▶ **Stated goal**:
Continue the passage below on tax advantages and the general anti-avoidance rule, starting after its final sentence.

▶ **Document passage**:

--- Begin ---

This question is related to the first question and compares the value of all commercial and other benefits to the aggregate amount of tax advantages. However, in practice it may not be clear what amounts are to be compared, given that various commercial and tax benefits may arise in several jurisdictions, which requires a good understanding of international tax law.
In the absence of any clear guidance in this respect, it seems reasonable to make a broad approximation of the aggregate commercial and tax benefits. When investments are focusing on the generation of income, tax benefits should generally only be a fraction of the amount of income.
In stark contrast, if obtaining a tax benefit is a main benefit, the pre-tax profit may be expected to be insignificant compared to the tax benefit. In these circumstances, the arrangement is tax driven and taxpayers aim at benefiting from a tax advantage (for example, benefiting from a tax feature such as the allocation of losses in case of certain loss creation schemes) rather than realizing a return on their investments. In other words, taxpayers engage into a scheme with a view to obtain tax advantages rather than merely optimizing the tax position of an arrangement that is intended to generate income.
3. Are there genuine commercial reasons for an investment other than benefiting from a tax advantage?
This question considers the commercial rationale and business purpose of an arrangement or a series of arrangements and is linked to the potential application of the GAAR. The GAAR applies in case of an arrangement or a series of arrangements which has been put in place for the main purpose or one of the main purposes of obtaining a tax advantage that defeats the object or purpose of the applicable tax law. For the purposes of the GAAR an arrangement or a series thereof shall be regarded as non-genuine to the extent they are not put in place for valid commercial reasons which reflect economic reality.
Thus, the existence of commercial reasons and business purpose may exclude the application of the GAAR. Despite the scope of the MDR is broader than that of the GAAR, the answer to this question will be helpful to rule out a potential application of the GAAR and informs the analysis of the MBT.

--- End ---

▶ **Dataset section**:
--- Begin ---

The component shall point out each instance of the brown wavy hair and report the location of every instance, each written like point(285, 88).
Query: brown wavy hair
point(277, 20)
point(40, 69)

--- End ---

▶ **Expected answer**:
4. Does the arrangement merely rely on the application of tax law (i.e. there are explicit rules) as opposed to taking advantage of loopholes or mismatches between two or more tax systems?
The mandatory disclosure regime aims at providing early information on potentially aggressive cross-border tax planning arrangements. In the Preamble (No. 2) of the Commission Recommendation of December 6, 2012 on aggressive tax planning, the latter has been defined as follows:
“Aggressive tax planning consists in taking advantage of the technicalities of a tax system or of mismatches between two or more tax systems for the purpose of reducing tax liability. Aggressive tax planning can take a multitude of forms. Its consequences include double deductions (e.g. the same loss is deducted both in the State of source and residence) and double non-taxation (e.g. income which is not taxed in the source State is exempt in the State of residence).”
This definition suggests that aggressive tax planning relies on loopholes and mismatches between different tax systems that result in double deductions or double non-taxation. This definition of aggressive tax planning would significantly limit the scope of the reporting obligations under the MDR.
However, even if one considers a broader meaning of aggressive tax planning, the mere application of tax law that explicitly governs an arrangement should not meet the MBT (for example, the application of a tax exemption under a participation exemption regime or the tax treatment of interest expenses in accordance with the arm’s length principle and interest deduction limitation rules). Here, the tax treatment of the arrangement is in line with the policy intent of the legislation upon which the arrangement relies. This question might be found difficult to answer by non-tax experts.
5. Is the arrangement or a series of arrangements known to the tax authorities involved?
When an arrangement or a series of arrangements is known to the tax authorities directly concerned by the arrangement(s), it can be assumed that the tax authorities and the legislator have all necessary information at their disposal to tackle such arrangement. Thus, when the answer to this question is yes, the reporting of these arrangements might not provide useful information to the tax authorities.
To Sum Up
The new MDR enters into force on July 1, 2020 and applies to cross-border arrangements whose first step was implemented since June 25, 2018 (to be reported by August 30, 2020). It can be anticipated that the analysis of potential reporting obligations under the MDR will become an integral part of each and every tax analysis. This on its own will have the desired deterrence effect, as both tax intermediaries and taxpayers will need to carefully consider potential reporting obligations.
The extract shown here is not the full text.